(TEXT SHOWN):
Evaluation of fluorescence in situ hybridization to detect encapsulated Bacillus pumilus SAFR-032 spores released from poly(methylmethacrylate)
Article first published online: 13 FEB 2012
© 2012 The Societies and Blackwell Publishing Asia Pty Ltd
Microbiology and Immunology
Volume 56, Issue 1, pages 40–47, January 2012
How to Cite
Mohapatra, B. R. and La Duc, M. T. (2012), Evaluation of fluorescence in situ hybridization to detect encapsulated Bacillus pumilus SAFR-032 spores released from poly(methylmethacrylate). Microbiology and Immunology, 56: 40–47. doi: 10.1111/j.1348-0421.2011.00404.x
- Issue published online: 13 FEB 2012
- Article first published online: 13 FEB 2012
- Accepted manuscript online: 7 DEC 2011 04:36AM EST
- Received 24 August 2011; revised 9 October 2011; accepted 19 October 2011.

(EXERCISE TASKS):
a) Answer from the article page on detecting Bacillus pumilus spores:
(i) In which volume and issue of Microbiology and Immunology did the article appear?
(ii) On what date was the manuscript received?
(iii) From what material were the encapsulated spores released?
b) Continue the article page on detecting encapsulated Bacillus pumilus spores, starting after its last line.

(EXTRACTED INFORMATION):
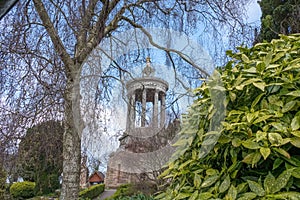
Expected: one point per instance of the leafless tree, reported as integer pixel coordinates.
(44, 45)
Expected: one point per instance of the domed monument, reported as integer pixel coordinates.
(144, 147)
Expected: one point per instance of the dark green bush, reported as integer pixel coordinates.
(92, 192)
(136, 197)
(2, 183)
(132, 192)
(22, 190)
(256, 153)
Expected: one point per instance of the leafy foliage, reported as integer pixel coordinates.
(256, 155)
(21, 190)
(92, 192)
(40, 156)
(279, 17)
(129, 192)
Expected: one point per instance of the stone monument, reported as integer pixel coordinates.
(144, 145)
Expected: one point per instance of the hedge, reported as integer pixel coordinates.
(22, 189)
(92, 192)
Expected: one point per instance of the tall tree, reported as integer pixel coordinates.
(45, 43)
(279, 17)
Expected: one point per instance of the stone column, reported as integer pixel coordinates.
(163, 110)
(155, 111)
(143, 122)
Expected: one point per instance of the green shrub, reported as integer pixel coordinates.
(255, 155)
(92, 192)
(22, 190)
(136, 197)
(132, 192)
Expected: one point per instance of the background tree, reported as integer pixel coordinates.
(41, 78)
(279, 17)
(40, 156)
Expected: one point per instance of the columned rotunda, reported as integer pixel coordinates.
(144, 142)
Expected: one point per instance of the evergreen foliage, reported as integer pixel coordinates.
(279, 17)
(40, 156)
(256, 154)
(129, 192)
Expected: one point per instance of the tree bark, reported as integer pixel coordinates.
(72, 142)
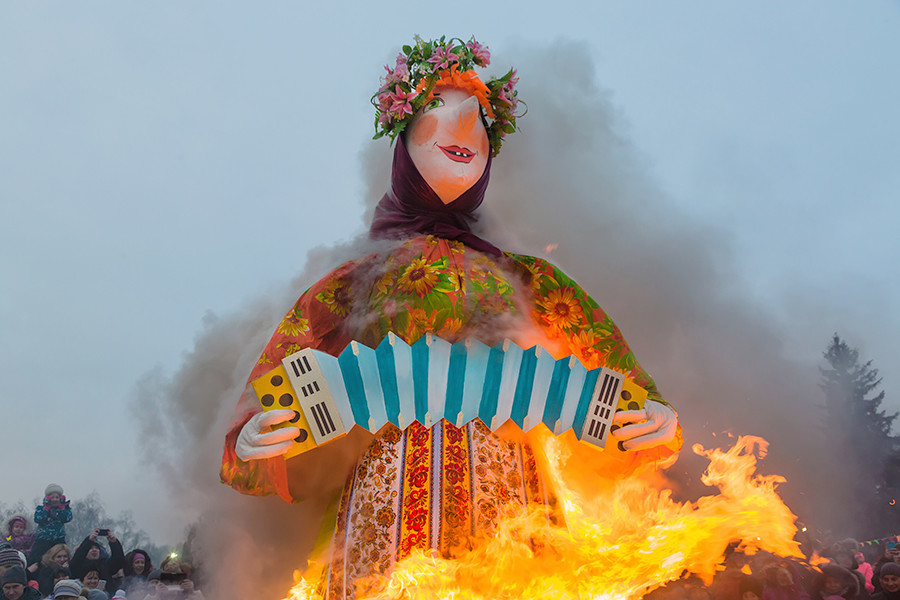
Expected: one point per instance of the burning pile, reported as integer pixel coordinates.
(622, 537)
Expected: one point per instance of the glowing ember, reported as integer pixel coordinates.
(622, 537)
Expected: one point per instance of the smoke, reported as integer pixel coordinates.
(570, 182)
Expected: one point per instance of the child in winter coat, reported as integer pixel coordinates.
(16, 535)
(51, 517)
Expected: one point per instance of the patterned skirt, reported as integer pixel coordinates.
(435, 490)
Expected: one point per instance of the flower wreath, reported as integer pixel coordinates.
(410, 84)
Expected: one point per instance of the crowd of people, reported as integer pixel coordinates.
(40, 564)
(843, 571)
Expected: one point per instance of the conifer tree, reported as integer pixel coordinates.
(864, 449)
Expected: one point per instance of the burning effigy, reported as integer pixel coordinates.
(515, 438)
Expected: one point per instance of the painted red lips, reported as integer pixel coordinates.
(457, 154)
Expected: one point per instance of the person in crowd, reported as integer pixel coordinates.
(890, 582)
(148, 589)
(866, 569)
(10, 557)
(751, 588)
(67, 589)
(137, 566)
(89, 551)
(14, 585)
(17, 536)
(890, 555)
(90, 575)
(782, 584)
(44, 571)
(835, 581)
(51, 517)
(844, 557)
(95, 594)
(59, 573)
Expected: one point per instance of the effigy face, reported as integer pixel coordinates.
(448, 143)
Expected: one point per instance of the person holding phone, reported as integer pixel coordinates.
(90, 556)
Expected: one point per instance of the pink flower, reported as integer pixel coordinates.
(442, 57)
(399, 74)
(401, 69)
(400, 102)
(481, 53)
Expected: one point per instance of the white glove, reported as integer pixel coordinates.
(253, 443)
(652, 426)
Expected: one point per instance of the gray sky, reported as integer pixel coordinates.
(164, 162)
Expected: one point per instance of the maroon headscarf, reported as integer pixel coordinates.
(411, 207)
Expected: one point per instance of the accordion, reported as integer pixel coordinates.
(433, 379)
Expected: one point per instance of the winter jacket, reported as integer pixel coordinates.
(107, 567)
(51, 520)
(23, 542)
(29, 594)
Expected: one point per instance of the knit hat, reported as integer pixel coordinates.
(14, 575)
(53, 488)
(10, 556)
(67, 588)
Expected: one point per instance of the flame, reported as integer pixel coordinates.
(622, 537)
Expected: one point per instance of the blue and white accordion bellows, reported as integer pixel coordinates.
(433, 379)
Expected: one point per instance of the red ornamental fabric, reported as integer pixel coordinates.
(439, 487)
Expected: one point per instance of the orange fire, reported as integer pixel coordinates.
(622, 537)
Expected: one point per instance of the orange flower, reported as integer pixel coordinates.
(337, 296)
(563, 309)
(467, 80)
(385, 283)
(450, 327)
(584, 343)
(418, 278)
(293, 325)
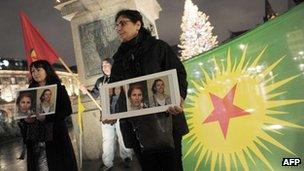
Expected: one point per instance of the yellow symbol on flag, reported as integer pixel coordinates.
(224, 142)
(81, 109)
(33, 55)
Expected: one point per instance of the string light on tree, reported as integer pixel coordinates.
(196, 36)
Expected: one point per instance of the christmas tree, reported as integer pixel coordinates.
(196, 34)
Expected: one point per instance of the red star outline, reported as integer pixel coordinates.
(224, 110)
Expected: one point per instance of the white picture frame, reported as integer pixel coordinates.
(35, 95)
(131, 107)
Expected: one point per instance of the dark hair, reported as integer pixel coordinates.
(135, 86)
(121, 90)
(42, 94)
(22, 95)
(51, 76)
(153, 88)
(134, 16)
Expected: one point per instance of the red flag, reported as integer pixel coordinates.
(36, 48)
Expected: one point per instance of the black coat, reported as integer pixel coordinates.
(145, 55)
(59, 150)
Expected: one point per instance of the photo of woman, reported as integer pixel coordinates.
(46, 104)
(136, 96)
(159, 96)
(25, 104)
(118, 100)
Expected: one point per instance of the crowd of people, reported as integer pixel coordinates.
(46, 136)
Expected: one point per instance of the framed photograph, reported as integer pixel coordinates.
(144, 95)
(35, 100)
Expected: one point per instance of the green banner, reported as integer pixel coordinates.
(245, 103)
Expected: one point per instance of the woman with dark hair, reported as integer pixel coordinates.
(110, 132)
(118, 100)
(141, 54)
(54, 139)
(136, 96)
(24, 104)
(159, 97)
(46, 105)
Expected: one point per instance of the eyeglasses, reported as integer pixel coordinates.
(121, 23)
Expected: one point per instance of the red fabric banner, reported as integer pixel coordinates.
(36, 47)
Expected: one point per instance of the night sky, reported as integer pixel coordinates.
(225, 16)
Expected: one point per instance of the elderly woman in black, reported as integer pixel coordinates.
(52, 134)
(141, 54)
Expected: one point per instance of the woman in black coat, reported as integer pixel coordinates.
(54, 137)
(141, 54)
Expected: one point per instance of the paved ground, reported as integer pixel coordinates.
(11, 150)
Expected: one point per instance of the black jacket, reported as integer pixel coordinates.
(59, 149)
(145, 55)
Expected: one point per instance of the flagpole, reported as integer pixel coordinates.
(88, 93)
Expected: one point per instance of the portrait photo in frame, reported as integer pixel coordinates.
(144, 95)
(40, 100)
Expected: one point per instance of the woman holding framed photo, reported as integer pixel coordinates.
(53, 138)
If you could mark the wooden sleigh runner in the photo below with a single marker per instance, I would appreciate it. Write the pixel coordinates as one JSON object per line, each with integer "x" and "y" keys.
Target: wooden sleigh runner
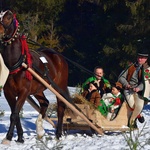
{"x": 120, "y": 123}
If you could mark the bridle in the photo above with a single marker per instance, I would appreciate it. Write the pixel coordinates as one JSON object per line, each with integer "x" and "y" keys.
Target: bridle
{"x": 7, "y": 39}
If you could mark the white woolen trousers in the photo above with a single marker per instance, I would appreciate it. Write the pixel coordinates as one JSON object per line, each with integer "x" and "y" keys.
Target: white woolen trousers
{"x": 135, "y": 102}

(EXERCISE RESULTS):
a)
(i) Volume 56, Issue 1
(ii) 24 August 2011
(iii) Poly(methylmethacrylate)

b)
- Bacillus pumilus;
- fluorescence in situ hybridization (FISH);
Bacillus pumilus SAFR-032 spores originally isolated from the Jet Propulsion Laboratory spacecraft assembly facility clean room are extremely resistant to UV radiation, H2O2, desiccation, chemical disinfection and starvation compared to spores of other Bacillus species. The resistance of B. pumilus SAFR-032 spores to standard industrial clean room sterilization practices is not only a major concern for medical, pharmaceutical and food industries, but also a threat to the extraterrestrial environment during search for life via spacecraft. The objective of the present study was to investigate the potential of Alexa-FISH (fluorescence in situ hybridization with Alexa Fluor® 488 labeled oligonucleotide) method as a molecular diagnostic tool for enumeration of multiple sterilant-resistant B. pumilus SAFR-032 spores artificially encapsulated in, and released via organic solvent from, a model polymeric material: poly(methylmethacrylate) (Lucite, Plexiglas). Plexiglas is used extensively in various aerospace applications and in medical, pharmaceutical and food industries. Alexa-FISH signals were not detected from spores via standard methods for vegetative bacterial cells. Optimization of a spore permeabilization protocol capitalizing on the synergistic action of proteinase-K, lysozyme, mutanolysin and Triton X-100 facilitated efficient spore detection by Alexa-FISH microscopy. Neither of the Alexa-probes tested gave rise to considerable levels of Lucite- or solvent-associated background autofluorescence, demonstrating the immense potential of Alexa-FISH for rapid quantification of encapsulated B. pumilus SAFR-032 spores released from poly(methylmethacrylate).